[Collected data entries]
____________
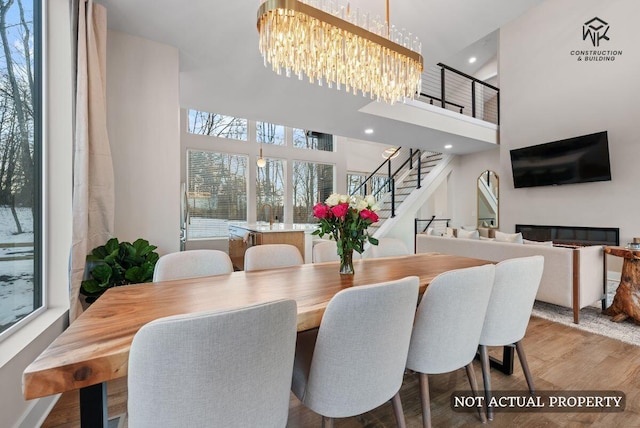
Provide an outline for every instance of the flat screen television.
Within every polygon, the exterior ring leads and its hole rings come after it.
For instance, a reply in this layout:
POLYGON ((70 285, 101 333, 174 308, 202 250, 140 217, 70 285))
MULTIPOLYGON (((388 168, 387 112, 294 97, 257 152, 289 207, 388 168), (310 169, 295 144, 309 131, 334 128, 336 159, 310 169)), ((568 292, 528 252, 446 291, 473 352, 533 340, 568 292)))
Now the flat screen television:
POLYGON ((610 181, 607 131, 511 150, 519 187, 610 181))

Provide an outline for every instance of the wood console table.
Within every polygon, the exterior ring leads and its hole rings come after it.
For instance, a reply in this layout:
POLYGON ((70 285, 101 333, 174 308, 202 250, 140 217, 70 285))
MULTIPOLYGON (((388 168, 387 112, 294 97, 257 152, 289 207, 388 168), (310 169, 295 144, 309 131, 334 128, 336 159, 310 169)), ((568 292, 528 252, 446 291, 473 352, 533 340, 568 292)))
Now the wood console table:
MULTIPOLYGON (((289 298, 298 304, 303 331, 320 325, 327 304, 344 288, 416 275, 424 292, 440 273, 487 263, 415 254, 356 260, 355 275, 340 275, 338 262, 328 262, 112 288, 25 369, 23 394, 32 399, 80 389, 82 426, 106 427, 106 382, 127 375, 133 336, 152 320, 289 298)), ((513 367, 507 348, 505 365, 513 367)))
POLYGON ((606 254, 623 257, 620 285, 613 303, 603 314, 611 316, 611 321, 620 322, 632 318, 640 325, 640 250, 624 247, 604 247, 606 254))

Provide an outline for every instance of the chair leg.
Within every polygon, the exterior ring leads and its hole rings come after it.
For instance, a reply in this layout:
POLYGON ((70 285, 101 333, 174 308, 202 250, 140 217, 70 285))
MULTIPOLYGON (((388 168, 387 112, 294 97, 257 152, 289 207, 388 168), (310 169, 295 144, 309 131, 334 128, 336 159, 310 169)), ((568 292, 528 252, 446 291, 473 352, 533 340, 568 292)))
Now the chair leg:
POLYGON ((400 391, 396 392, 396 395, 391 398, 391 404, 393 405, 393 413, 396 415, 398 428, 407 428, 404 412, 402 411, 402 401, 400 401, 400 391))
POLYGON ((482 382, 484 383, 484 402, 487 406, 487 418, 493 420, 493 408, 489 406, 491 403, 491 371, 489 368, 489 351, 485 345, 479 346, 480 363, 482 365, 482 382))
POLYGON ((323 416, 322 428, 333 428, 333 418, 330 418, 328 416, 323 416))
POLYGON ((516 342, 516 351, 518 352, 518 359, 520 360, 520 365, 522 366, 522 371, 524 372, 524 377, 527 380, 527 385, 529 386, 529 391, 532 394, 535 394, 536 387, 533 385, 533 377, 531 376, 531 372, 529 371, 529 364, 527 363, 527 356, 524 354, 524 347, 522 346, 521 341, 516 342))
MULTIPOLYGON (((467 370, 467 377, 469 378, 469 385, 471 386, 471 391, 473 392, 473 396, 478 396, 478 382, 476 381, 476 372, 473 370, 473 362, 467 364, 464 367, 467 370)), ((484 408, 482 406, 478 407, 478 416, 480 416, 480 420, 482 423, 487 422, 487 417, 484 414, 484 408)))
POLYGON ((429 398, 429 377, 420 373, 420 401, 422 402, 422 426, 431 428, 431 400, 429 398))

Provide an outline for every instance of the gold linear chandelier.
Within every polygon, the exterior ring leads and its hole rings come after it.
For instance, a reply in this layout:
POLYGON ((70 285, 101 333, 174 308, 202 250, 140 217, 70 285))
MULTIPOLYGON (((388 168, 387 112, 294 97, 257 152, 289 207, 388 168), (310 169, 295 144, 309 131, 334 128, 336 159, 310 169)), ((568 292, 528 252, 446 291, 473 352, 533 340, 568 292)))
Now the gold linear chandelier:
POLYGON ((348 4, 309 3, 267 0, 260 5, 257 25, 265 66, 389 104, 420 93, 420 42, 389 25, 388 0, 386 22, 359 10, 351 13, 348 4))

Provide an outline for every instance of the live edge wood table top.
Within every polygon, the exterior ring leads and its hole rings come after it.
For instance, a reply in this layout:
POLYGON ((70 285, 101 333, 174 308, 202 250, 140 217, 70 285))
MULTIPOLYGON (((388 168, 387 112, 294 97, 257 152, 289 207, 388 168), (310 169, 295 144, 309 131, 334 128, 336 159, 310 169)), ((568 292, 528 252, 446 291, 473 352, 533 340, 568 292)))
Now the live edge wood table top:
____________
Exercise directions
Scan the entries above for the line containing "Now the gold", and copy it and all lines after it exactly, down to and including the line containing "Provide an outline for every instance of the live".

Exercise output
Now the gold linear chandelier:
POLYGON ((348 4, 309 3, 267 0, 260 5, 257 25, 265 66, 389 104, 420 93, 420 42, 389 25, 388 0, 386 22, 359 10, 351 13, 348 4))

Provide an outline for every instance of the live edge wood table top.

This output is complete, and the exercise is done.